Repeat the data in full. No line may differ from the original.
::::::::
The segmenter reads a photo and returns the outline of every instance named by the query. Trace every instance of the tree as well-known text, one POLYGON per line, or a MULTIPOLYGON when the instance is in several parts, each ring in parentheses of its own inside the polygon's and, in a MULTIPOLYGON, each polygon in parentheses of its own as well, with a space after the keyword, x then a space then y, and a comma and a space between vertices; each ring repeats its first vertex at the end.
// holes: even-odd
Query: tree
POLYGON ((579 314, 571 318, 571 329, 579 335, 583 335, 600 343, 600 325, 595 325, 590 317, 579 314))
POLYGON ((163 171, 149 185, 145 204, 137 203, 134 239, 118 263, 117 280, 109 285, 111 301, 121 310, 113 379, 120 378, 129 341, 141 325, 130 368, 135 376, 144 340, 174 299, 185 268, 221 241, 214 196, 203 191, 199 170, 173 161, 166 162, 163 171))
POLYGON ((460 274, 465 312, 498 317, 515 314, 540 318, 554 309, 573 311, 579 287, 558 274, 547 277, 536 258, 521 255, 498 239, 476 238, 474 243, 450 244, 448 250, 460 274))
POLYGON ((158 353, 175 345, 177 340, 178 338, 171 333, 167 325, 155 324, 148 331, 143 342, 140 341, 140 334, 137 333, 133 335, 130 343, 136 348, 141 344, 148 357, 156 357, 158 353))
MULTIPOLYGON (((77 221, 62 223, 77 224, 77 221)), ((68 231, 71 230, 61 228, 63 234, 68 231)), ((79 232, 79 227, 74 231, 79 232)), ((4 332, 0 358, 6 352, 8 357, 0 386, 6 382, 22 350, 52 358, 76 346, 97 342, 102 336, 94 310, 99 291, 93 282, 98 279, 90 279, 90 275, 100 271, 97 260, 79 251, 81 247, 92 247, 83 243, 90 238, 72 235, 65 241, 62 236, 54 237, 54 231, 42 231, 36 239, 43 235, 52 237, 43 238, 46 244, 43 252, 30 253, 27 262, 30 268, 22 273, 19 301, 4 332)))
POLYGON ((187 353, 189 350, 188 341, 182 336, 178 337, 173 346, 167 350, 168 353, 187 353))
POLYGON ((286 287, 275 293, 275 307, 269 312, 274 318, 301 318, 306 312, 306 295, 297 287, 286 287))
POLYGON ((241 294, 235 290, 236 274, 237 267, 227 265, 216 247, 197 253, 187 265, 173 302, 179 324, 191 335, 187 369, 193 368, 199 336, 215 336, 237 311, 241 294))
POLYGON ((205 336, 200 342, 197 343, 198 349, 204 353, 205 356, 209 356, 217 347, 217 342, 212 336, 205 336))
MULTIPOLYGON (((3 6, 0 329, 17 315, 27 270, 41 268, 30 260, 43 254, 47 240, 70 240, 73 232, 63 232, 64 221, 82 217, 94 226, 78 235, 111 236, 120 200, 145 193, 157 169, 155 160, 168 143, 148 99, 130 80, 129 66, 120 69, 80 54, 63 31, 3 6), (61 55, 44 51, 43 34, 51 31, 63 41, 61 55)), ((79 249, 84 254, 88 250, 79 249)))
::::::::
◆ Solution to this task
The segmenter reads a photo and returns the outline of every instance named by the query. Trace every instance of the tree as well-known text, one POLYGON per line, or a MULTIPOLYGON when the instance is in several parts, each ring in parentheses of its own inside the polygon's and, in a MULTIPOLYGON, each polygon in parentheses of its own as well, with a space after the keyword, x then a space then y, and a comma and a space between vertices; each ring repeats its first vertex at the end.
// holes: even-odd
Query: tree
POLYGON ((579 314, 571 318, 571 329, 579 335, 583 335, 600 343, 600 325, 595 325, 590 317, 579 314))
POLYGON ((163 171, 149 185, 145 204, 137 203, 134 239, 118 263, 117 280, 109 285, 111 301, 121 310, 113 379, 120 378, 129 341, 141 325, 130 368, 135 376, 144 340, 174 299, 185 268, 221 241, 214 196, 203 191, 199 170, 173 161, 166 162, 163 171))
POLYGON ((460 274, 465 312, 498 317, 515 314, 540 318, 554 309, 573 311, 579 287, 558 274, 547 277, 536 258, 521 255, 498 239, 476 238, 474 243, 450 244, 448 250, 460 274))
POLYGON ((158 353, 175 345, 177 340, 178 338, 171 333, 167 325, 155 324, 148 331, 143 342, 140 341, 140 334, 137 333, 133 335, 130 343, 136 348, 141 344, 148 357, 156 357, 158 353))
MULTIPOLYGON (((77 221, 62 223, 77 224, 77 221)), ((68 231, 71 230, 61 228, 63 234, 68 231)), ((79 232, 79 227, 74 231, 79 232)), ((4 332, 0 358, 6 352, 8 357, 0 386, 6 382, 22 350, 52 358, 76 346, 97 342, 102 336, 94 310, 99 291, 93 282, 98 279, 90 279, 90 275, 100 271, 97 260, 79 251, 81 247, 92 247, 83 243, 90 238, 72 235, 65 241, 62 236, 54 237, 54 231, 42 231, 36 239, 43 235, 52 237, 43 238, 46 244, 43 252, 30 253, 27 262, 30 268, 22 273, 19 301, 4 332)))
POLYGON ((187 353, 189 350, 188 341, 182 336, 178 337, 173 346, 167 350, 168 353, 187 353))
POLYGON ((286 287, 275 293, 275 307, 269 312, 274 318, 301 318, 306 312, 306 295, 297 287, 286 287))
POLYGON ((241 294, 235 290, 236 274, 237 267, 227 265, 216 247, 197 253, 187 265, 173 302, 179 324, 191 335, 187 369, 193 368, 199 336, 215 336, 237 311, 241 294))
POLYGON ((205 336, 200 342, 197 343, 198 349, 204 353, 205 356, 209 356, 217 347, 217 342, 212 336, 205 336))
MULTIPOLYGON (((3 6, 0 329, 17 315, 27 270, 41 268, 30 260, 43 254, 47 240, 70 240, 73 232, 63 232, 64 221, 82 217, 94 226, 78 235, 111 236, 120 200, 145 193, 157 169, 155 160, 168 143, 148 99, 130 80, 129 66, 120 69, 80 54, 63 31, 3 6), (61 55, 44 51, 43 34, 51 31, 63 41, 61 55)), ((79 249, 84 254, 88 250, 79 249)))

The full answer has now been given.